GIVEN EXERCISE:
Rewrite every line from the start of the items through the line holding "x=198, y=286", inclusive, keeping the text lines as they are. Shift each answer coordinate by adding -24 to both its x and y values.

A run of items:
— BEGIN —

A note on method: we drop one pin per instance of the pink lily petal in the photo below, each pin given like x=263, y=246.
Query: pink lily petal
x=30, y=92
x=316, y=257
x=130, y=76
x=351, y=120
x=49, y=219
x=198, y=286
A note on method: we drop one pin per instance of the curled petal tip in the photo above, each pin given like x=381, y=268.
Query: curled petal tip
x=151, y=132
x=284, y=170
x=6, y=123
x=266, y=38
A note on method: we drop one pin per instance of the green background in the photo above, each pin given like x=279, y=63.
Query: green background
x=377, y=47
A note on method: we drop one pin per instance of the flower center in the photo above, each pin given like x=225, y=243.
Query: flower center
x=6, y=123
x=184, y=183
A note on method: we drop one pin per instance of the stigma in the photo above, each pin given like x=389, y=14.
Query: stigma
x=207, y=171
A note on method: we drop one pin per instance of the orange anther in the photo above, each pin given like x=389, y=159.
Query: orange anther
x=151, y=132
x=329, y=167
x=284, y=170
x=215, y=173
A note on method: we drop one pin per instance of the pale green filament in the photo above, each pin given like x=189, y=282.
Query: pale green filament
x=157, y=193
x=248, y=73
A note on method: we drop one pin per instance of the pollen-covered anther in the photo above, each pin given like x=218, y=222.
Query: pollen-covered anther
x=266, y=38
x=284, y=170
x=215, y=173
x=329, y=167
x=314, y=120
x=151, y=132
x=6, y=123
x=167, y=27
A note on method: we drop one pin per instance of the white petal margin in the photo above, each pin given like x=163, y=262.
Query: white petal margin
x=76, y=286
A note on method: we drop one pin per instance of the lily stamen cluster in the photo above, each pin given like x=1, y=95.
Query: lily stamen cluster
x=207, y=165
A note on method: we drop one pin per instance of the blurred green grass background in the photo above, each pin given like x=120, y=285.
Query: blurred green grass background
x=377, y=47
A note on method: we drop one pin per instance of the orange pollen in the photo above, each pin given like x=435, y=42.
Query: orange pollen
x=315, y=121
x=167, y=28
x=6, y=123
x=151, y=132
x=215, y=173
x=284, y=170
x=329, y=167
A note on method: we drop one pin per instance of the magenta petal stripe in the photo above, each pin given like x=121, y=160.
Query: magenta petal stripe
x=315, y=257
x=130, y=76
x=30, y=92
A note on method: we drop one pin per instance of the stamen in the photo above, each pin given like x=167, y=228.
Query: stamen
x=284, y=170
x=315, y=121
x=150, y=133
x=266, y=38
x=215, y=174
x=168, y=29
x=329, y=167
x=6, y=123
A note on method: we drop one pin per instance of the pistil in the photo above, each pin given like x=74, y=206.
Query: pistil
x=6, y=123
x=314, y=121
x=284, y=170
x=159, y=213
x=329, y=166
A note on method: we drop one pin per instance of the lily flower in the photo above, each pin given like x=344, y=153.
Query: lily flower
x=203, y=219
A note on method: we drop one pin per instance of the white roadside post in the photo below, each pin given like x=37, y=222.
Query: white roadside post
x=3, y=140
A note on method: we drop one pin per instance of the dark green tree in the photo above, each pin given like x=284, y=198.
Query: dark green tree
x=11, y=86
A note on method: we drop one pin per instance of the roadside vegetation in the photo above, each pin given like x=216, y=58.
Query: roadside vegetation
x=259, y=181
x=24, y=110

— END —

WORKED ANSWER:
A note on method: we drop one pin per instance of the pink lily petal in the photo below, each pin given like x=263, y=246.
Query: pink lily petal
x=6, y=68
x=292, y=233
x=106, y=52
x=327, y=96
x=25, y=195
x=174, y=262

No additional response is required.